++++ Records shown

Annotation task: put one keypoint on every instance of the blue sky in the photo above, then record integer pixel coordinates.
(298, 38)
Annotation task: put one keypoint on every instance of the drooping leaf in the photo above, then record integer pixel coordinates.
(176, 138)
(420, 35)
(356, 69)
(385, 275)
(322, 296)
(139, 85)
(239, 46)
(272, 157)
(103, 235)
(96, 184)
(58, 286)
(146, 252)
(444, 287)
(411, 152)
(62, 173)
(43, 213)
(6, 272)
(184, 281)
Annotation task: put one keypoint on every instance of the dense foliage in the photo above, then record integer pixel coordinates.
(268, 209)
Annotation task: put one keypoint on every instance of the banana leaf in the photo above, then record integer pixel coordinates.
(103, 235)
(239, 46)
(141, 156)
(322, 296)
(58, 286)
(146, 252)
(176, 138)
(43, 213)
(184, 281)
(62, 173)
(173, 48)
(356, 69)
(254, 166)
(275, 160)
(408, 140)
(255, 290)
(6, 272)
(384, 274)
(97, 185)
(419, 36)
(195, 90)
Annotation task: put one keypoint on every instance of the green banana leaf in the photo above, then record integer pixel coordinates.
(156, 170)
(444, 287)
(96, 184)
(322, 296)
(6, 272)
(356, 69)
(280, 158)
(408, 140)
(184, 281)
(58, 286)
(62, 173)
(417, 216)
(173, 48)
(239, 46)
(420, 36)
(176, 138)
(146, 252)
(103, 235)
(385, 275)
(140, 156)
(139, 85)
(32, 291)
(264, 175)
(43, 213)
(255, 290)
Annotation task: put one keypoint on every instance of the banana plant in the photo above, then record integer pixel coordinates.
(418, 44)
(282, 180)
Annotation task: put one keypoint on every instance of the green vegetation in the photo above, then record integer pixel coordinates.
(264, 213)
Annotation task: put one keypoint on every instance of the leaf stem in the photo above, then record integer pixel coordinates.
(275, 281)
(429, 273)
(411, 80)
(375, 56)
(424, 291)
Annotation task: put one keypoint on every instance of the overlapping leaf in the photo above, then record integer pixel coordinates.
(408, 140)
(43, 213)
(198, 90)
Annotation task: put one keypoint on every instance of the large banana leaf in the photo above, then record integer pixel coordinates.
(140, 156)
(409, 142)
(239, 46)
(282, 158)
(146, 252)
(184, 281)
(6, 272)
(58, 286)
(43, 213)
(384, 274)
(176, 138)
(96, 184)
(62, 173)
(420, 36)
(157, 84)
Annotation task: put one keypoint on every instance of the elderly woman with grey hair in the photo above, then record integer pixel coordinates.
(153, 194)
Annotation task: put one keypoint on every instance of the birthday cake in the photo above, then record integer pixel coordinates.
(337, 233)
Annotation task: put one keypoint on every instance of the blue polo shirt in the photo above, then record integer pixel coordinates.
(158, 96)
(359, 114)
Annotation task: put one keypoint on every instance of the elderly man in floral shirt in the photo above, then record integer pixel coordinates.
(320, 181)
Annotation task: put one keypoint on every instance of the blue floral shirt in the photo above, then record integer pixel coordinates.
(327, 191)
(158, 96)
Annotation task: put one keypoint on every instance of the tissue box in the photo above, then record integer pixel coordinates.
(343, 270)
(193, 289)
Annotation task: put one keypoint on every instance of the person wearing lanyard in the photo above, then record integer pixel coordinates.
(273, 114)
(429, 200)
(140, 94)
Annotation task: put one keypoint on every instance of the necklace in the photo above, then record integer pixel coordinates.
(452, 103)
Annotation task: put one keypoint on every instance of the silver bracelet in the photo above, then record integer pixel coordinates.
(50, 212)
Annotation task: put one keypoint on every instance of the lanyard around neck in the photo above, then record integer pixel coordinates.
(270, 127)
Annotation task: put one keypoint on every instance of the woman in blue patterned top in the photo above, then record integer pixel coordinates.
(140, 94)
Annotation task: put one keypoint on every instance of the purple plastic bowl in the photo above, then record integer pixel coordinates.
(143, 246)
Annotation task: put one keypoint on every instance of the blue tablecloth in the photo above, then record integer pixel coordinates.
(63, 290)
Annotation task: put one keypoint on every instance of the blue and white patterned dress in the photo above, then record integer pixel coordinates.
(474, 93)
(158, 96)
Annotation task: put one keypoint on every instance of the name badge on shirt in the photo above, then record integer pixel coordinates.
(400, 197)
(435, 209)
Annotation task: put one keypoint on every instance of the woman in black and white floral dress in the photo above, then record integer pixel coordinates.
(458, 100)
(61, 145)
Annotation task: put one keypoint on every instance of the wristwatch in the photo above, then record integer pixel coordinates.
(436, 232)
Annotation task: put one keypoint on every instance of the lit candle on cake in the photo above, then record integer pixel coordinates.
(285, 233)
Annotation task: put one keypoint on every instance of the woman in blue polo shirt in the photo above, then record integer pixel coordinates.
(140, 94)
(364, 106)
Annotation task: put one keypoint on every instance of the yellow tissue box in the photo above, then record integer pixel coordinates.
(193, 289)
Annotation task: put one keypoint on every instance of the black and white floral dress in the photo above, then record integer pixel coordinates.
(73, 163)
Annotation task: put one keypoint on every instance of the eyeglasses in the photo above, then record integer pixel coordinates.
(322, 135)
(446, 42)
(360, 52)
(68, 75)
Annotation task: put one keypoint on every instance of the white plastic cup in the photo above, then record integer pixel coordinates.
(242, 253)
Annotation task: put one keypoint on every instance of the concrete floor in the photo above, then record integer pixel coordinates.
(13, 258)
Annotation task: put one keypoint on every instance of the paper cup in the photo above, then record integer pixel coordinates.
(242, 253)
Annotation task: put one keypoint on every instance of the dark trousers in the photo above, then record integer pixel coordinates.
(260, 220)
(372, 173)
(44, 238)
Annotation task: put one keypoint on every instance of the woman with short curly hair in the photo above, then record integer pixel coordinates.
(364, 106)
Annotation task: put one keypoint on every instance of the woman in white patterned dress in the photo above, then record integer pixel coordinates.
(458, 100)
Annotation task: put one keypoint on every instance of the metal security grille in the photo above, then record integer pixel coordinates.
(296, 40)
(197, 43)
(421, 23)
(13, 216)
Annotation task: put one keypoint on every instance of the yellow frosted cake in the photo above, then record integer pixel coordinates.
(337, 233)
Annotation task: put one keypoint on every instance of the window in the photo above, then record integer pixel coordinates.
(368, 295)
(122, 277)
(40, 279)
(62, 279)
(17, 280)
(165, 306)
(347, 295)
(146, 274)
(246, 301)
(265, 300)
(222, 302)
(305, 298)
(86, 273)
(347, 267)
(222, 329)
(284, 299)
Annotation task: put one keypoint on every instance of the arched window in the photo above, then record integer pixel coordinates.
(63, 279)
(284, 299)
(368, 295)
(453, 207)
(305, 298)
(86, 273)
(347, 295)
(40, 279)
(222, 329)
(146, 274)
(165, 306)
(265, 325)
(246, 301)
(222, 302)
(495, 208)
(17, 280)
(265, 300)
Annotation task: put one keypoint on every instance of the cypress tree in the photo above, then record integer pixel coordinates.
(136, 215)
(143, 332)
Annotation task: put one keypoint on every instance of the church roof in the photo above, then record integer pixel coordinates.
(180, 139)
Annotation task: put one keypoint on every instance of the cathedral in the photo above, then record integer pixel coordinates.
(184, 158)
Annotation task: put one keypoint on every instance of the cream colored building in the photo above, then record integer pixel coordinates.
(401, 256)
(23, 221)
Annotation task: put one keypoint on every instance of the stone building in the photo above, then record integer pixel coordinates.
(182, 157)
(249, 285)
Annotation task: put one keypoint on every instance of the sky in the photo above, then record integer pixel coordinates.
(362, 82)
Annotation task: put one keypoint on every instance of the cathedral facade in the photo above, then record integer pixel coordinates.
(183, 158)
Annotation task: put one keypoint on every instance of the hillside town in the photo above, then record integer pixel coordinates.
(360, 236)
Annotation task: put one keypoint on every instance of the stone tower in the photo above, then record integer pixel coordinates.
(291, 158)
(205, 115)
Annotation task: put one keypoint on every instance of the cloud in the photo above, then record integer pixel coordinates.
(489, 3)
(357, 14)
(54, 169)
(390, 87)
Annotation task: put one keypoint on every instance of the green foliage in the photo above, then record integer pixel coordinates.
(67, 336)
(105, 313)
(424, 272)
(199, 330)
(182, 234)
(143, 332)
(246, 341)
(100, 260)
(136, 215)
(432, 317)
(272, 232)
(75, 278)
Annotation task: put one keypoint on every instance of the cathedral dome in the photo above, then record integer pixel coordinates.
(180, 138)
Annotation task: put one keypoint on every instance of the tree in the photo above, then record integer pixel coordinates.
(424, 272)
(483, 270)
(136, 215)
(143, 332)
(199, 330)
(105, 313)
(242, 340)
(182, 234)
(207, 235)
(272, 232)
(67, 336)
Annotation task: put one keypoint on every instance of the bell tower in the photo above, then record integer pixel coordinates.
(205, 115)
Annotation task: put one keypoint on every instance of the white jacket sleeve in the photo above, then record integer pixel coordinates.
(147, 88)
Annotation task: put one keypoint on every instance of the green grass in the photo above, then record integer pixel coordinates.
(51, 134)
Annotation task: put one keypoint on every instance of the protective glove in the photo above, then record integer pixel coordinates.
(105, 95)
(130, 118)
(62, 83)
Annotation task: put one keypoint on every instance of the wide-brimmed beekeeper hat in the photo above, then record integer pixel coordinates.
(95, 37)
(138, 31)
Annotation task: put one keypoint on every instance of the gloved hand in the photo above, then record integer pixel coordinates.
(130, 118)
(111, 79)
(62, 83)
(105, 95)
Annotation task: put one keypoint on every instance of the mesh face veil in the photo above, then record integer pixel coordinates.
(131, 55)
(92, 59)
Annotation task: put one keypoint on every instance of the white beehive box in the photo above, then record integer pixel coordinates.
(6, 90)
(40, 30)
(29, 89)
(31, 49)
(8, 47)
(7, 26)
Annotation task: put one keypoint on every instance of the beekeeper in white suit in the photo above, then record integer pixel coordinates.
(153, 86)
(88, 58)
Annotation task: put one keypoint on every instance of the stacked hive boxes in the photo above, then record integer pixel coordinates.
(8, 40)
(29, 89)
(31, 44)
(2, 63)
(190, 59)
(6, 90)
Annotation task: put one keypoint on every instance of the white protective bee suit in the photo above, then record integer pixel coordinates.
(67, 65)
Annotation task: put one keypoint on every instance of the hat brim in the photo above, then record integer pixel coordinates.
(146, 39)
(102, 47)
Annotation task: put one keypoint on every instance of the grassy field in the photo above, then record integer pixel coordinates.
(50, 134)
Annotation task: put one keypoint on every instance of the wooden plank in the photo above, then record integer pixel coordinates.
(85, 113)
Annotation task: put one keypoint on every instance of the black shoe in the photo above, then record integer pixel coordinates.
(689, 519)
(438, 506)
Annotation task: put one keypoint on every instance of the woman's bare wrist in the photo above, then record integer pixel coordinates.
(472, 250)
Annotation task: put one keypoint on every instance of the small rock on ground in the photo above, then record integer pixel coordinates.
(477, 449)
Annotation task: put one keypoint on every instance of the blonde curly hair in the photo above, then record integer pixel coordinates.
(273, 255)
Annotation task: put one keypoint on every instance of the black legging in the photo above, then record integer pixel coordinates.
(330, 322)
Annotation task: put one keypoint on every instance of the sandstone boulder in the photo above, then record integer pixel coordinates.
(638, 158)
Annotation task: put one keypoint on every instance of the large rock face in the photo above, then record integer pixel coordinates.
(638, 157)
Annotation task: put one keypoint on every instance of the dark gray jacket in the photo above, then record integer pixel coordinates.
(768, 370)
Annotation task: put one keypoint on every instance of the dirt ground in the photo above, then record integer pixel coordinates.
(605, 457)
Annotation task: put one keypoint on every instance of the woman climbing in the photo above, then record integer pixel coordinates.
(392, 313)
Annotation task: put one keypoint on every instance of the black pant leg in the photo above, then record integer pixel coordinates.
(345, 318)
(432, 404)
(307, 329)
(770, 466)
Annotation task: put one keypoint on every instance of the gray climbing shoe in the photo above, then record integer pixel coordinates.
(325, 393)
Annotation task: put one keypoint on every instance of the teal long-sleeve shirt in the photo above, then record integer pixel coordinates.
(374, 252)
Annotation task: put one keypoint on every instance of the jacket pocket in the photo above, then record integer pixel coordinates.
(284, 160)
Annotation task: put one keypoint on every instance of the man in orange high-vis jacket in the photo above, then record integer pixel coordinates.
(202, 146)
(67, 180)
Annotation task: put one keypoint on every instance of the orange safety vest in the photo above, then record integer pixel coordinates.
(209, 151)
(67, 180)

++++++++

Aim of the task: Can you give every line of the records, from the one holding "the black legging" through the end, inclusive, as a numbered list with blank lines left out?

The output:
1. Annotation task: put one keypoint on every instance of the black legging in the photo above, then record integer pixel coordinates.
2. (330, 322)
3. Annotation task: put one keypoint on every instance of the sandstone boulder in the photo above, then record integer pixel coordinates.
4. (638, 158)
5. Annotation task: put one keypoint on every instance of the large rock face in the photo above, then record integer pixel coordinates.
6. (638, 157)
7. Annotation task: put one keypoint on every instance of the dark gray jacket in the photo above, then record integer pixel coordinates.
8. (768, 370)
9. Annotation task: put one keypoint on every instance of the dirt ground in the photo above, then record integer pixel coordinates.
10. (605, 457)
11. Annotation task: put one keypoint on every instance of the woman climbing in the photo above, then record integer pixel coordinates.
12. (392, 313)
13. Annotation task: put one keypoint on every instance of the black pant leg in the photo above, then record integer pixel coordinates.
14. (345, 318)
15. (432, 404)
16. (307, 329)
17. (770, 466)
18. Annotation task: put one keypoint on every instance of the gray climbing shoe in the photo above, then record integer pixel coordinates.
19. (325, 393)
20. Annotation task: put one keypoint on every instance of the teal long-sleeve shirt in the photo above, then record integer pixel coordinates.
21. (374, 252)
22. Annotation task: put one keypoint on every instance of the jacket pocket in the photo above, then record integer pixel coordinates.
23. (284, 160)
24. Annotation task: put one keypoint on every instance of the man in orange high-vis jacket in the photo above, then record integer pixel coordinates.
25. (202, 146)
26. (67, 180)
27. Annotation task: put one keypoint on every instance of the orange safety vest in the photo above, then record integer pixel coordinates.
28. (209, 151)
29. (67, 180)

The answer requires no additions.